Render the part of the data that opens with the line containing "Input query: fingers" and closes with the line containing "[209,292,340,427]", both lines included, as a Markdown table with the columns No. and Text, one numbered row per line. Skip blank lines and leave the pictures out.

═══

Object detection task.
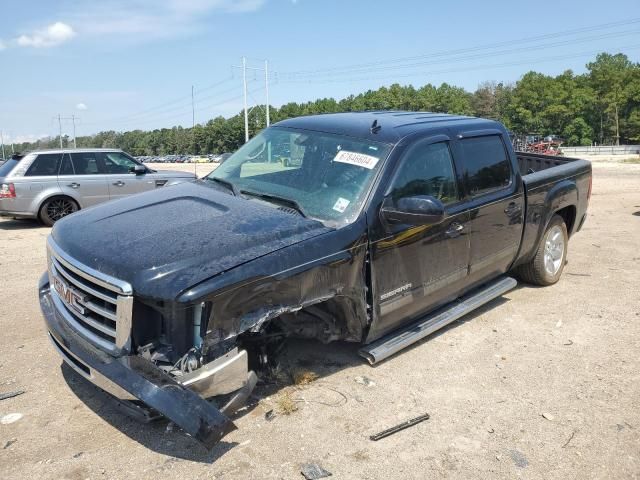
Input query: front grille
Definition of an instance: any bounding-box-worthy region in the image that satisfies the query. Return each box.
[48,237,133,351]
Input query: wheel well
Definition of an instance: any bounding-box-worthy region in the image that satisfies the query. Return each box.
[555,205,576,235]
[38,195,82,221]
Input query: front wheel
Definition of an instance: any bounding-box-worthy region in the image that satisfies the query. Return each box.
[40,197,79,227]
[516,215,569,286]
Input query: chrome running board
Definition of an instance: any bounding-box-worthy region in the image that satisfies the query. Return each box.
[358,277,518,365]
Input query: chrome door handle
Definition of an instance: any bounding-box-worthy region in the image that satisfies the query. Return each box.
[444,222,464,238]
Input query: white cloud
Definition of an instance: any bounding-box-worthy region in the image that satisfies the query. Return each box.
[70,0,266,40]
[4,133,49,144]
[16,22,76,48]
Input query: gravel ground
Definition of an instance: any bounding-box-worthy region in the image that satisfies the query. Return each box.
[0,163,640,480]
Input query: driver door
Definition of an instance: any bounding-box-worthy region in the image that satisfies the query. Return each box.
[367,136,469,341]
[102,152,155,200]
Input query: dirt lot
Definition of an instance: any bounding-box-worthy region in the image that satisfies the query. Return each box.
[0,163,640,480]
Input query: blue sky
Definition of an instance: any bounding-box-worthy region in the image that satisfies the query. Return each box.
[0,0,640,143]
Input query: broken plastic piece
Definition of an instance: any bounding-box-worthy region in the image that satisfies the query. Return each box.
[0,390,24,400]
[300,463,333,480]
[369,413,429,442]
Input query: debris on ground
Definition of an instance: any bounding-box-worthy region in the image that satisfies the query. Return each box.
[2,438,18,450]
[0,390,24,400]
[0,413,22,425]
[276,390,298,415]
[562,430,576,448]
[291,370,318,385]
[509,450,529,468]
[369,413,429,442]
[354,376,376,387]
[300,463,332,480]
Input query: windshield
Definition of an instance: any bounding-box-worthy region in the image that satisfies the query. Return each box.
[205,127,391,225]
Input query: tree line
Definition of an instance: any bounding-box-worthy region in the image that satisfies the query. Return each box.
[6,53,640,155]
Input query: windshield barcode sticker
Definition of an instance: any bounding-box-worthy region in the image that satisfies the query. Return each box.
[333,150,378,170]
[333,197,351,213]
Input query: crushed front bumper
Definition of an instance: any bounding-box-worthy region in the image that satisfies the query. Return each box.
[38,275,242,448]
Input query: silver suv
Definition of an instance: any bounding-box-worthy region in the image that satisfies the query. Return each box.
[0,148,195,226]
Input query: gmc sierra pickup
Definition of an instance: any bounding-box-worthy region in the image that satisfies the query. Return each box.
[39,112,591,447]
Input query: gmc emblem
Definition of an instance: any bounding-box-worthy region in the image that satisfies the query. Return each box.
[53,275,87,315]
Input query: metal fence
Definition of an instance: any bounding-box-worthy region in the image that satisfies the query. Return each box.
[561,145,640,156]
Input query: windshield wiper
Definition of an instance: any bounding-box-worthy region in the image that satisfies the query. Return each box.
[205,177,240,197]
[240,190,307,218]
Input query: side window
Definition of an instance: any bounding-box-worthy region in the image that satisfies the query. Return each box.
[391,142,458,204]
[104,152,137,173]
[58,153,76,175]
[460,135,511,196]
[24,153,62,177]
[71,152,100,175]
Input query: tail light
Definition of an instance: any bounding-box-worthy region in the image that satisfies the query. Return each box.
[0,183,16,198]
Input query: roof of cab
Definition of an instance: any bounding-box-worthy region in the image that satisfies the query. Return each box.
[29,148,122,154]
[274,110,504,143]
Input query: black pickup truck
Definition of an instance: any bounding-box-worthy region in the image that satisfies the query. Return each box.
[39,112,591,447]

═══

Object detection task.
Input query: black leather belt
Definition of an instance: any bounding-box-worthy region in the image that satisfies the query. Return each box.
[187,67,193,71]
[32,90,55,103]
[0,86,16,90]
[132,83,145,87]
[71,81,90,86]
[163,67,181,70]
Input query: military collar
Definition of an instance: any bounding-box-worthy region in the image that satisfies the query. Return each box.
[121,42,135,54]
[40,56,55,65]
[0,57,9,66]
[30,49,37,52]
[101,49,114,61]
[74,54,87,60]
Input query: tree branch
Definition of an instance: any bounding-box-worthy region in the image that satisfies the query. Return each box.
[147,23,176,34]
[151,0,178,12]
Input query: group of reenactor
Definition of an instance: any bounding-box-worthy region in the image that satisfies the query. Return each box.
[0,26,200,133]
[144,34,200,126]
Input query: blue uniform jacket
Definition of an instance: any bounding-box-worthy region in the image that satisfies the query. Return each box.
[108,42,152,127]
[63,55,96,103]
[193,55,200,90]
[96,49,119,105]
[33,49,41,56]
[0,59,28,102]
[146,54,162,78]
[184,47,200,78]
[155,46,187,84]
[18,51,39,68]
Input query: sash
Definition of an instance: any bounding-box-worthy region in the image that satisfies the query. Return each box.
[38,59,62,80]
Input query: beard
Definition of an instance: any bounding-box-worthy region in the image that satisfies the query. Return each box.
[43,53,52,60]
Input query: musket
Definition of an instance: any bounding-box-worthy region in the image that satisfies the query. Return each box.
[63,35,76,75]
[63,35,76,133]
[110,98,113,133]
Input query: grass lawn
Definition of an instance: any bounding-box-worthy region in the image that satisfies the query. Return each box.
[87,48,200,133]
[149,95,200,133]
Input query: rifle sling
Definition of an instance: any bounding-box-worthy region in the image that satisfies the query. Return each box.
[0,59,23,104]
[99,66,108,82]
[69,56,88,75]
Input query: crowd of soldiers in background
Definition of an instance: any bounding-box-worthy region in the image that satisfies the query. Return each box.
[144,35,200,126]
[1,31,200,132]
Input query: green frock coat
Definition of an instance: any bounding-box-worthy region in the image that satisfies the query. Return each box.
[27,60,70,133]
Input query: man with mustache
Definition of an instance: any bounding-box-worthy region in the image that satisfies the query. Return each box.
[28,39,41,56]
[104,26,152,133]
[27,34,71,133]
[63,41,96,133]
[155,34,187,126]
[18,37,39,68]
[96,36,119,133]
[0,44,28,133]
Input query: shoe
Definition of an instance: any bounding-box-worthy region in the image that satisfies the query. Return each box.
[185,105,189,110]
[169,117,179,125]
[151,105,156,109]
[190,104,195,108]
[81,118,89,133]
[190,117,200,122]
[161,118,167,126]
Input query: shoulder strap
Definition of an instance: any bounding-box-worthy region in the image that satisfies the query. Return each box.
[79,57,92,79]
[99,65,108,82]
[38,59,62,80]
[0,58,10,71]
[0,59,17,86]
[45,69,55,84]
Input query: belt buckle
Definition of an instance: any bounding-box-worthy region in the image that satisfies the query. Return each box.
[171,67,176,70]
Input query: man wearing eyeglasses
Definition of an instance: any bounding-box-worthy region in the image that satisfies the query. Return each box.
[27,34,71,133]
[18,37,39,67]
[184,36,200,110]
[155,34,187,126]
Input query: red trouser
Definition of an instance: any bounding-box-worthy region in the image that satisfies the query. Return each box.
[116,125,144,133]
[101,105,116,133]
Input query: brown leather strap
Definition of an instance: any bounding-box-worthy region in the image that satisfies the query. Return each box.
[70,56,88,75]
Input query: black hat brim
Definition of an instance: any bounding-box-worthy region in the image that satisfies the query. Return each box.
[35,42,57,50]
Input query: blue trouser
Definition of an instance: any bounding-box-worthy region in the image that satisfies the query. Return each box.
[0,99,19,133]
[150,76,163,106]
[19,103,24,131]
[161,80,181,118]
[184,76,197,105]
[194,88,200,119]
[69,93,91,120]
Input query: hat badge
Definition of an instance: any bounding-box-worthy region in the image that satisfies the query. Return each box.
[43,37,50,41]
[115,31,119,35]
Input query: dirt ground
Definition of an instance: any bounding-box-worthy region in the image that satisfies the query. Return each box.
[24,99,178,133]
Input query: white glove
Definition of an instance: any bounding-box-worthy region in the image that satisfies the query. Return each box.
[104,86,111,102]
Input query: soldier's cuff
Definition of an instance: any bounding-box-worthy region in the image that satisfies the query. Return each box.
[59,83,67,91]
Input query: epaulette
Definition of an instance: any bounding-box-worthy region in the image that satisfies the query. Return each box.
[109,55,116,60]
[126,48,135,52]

═══

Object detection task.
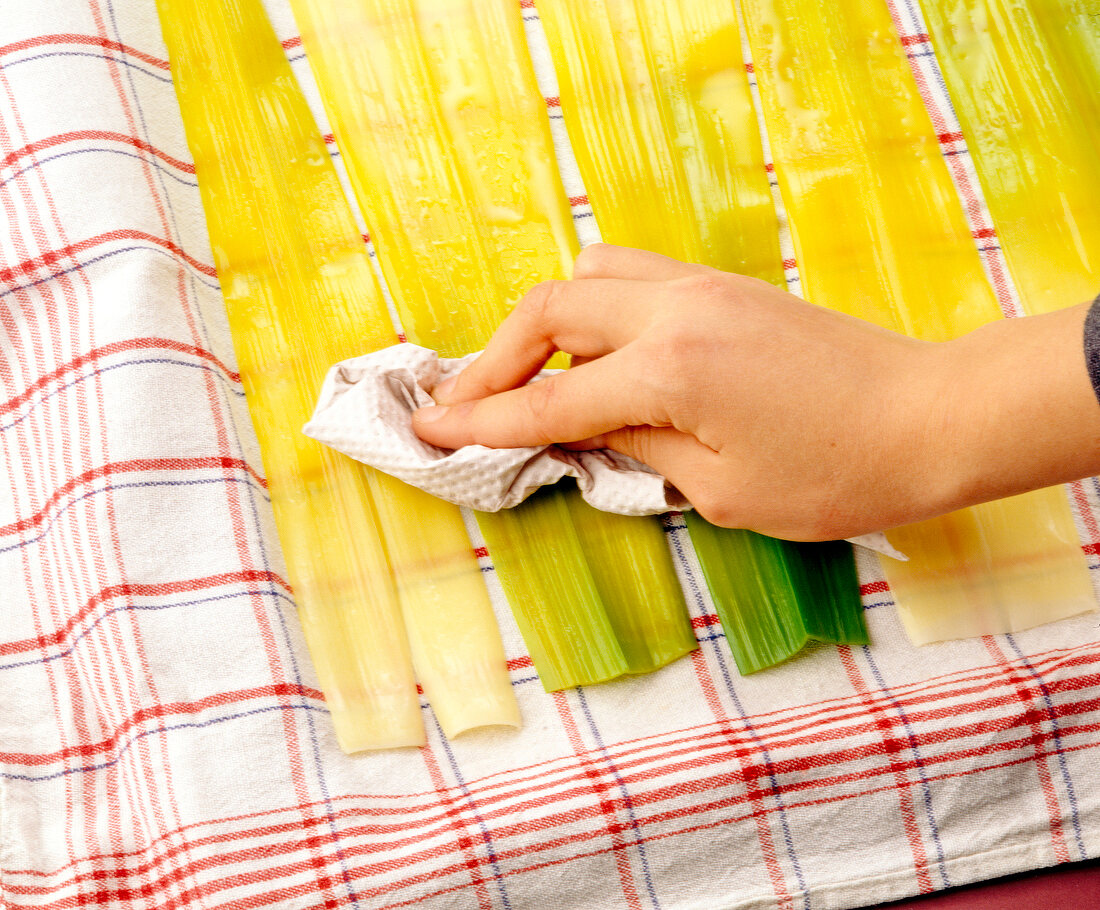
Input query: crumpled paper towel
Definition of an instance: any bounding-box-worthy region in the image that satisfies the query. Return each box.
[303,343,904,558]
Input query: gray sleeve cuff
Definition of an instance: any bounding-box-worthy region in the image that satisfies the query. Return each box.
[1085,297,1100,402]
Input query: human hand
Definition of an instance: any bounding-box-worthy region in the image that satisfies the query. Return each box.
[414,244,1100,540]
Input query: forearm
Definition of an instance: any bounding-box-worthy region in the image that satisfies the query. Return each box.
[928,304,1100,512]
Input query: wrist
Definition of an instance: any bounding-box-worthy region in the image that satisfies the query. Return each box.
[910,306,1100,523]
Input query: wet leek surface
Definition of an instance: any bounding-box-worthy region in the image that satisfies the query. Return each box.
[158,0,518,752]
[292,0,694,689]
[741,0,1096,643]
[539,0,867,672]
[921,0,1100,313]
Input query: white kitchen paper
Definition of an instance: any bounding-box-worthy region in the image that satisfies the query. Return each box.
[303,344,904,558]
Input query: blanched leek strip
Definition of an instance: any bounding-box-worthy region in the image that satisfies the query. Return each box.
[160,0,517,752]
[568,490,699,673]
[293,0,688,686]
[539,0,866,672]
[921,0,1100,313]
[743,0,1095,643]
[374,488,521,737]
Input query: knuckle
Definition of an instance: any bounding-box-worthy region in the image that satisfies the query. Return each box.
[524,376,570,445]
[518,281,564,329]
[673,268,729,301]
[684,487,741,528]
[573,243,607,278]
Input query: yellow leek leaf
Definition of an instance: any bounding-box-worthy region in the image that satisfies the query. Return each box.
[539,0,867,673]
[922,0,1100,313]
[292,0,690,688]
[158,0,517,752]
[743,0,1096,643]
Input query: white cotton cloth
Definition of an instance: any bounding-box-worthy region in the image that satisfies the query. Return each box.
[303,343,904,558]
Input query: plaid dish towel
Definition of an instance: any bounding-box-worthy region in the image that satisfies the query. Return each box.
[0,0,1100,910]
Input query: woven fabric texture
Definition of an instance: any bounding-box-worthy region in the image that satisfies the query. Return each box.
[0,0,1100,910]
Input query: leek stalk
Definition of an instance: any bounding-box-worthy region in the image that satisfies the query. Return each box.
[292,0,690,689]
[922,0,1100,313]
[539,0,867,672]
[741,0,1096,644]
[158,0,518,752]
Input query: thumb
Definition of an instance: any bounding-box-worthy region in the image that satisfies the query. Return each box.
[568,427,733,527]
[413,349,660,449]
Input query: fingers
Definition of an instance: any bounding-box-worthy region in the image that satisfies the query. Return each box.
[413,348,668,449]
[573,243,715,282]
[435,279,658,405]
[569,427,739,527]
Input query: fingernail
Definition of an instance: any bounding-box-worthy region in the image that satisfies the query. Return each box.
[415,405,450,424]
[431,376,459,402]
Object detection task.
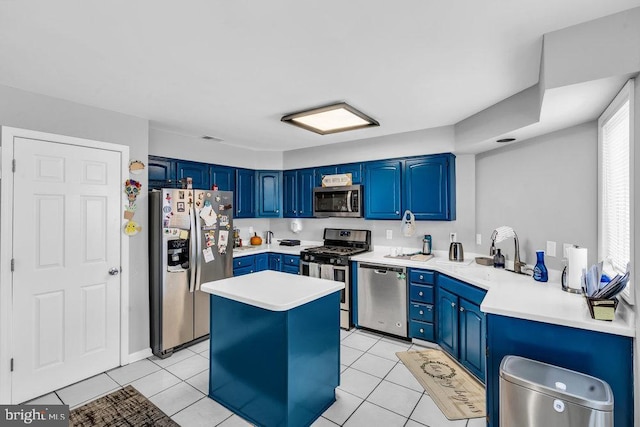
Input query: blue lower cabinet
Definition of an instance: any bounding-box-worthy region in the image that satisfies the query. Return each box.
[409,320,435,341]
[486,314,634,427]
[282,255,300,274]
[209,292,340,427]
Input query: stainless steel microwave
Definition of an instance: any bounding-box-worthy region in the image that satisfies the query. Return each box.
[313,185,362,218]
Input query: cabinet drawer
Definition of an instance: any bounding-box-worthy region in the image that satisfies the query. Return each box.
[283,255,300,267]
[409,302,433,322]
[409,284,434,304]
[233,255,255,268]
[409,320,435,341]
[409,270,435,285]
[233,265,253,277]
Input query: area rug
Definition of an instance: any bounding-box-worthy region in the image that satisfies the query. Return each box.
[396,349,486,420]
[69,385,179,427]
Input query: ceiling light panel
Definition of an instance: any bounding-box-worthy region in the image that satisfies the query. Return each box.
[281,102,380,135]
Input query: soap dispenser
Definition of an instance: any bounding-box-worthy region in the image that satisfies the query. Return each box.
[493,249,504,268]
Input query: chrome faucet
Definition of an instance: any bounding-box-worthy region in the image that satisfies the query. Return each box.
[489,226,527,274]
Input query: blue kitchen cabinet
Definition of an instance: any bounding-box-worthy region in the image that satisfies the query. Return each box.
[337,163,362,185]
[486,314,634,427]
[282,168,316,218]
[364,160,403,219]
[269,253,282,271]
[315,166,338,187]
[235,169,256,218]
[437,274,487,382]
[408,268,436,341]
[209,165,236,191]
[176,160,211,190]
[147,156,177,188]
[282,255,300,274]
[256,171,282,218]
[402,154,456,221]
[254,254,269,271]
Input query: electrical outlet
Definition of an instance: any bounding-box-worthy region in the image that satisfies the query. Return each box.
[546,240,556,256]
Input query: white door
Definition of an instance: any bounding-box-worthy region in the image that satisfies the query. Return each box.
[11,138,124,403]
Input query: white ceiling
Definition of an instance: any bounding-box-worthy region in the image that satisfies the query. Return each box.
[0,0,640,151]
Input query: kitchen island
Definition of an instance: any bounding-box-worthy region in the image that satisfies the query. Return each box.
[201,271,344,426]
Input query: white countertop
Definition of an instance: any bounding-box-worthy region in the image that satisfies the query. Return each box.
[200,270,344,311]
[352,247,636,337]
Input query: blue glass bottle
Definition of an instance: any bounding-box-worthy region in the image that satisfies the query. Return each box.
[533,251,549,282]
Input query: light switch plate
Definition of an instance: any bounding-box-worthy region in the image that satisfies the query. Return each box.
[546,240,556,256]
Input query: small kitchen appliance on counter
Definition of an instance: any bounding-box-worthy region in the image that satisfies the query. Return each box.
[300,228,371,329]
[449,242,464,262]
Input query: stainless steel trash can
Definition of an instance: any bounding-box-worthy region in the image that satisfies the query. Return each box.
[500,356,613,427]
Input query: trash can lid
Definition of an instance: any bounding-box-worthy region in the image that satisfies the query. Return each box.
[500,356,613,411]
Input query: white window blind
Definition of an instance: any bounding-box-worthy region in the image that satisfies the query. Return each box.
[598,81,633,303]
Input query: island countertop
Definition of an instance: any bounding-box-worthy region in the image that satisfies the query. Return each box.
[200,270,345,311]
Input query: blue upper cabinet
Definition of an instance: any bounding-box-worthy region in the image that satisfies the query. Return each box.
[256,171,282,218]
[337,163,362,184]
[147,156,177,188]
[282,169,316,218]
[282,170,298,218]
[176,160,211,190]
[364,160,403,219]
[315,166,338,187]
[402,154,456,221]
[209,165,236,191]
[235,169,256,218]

═══

**Response:**
| No. | Text |
|---|---|
| 1 | Input query: fingers |
| 2 | Definition of an instance: any bounding-box-worthy region in the image that satisfies the query. Return each box. |
| 3 | [413,348,668,449] |
| 4 | [573,243,715,282] |
| 5 | [435,279,658,405] |
| 6 | [569,427,739,527] |
| 7 | Input query: fingernail |
| 8 | Definition of an instance: any bounding-box-worthy region in the image that satisfies the query. Return each box. |
| 9 | [415,405,450,424] |
| 10 | [431,376,459,402] |
| 11 | Object detection task. |
| 12 | Input query: blue lower cabinet |
| 13 | Definition of an instance: any bounding-box-worthy region in the image that satisfies the query. Return each box. |
| 14 | [409,320,435,341] |
| 15 | [486,314,634,427] |
| 16 | [282,255,300,274] |
| 17 | [209,292,340,427] |